The sole answer should be the number of lines in the material below that hold "background".
== Segment start ==
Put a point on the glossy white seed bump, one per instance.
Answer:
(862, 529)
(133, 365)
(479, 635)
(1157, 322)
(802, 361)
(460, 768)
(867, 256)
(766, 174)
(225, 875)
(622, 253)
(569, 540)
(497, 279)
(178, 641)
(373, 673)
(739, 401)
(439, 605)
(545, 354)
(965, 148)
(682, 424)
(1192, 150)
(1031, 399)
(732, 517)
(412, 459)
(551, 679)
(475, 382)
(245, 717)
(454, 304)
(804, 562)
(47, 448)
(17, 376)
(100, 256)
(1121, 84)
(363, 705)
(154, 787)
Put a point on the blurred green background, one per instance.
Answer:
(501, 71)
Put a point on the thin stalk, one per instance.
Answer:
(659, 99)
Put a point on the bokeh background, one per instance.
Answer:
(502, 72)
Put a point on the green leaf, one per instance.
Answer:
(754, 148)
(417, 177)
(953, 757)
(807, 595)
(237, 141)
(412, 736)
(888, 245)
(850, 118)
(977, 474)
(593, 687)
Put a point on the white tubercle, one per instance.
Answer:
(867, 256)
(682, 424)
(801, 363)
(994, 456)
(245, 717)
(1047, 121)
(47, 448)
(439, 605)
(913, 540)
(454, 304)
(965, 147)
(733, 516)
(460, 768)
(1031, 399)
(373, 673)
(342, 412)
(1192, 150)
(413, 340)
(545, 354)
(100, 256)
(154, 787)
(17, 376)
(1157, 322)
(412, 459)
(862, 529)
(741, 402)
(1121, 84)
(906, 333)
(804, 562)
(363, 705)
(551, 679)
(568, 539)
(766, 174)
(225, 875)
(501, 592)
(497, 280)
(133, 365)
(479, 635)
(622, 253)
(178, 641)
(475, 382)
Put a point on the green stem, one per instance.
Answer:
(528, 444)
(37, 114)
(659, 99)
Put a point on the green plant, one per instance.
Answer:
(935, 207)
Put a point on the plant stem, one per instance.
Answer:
== Segment end ==
# Solution for this task
2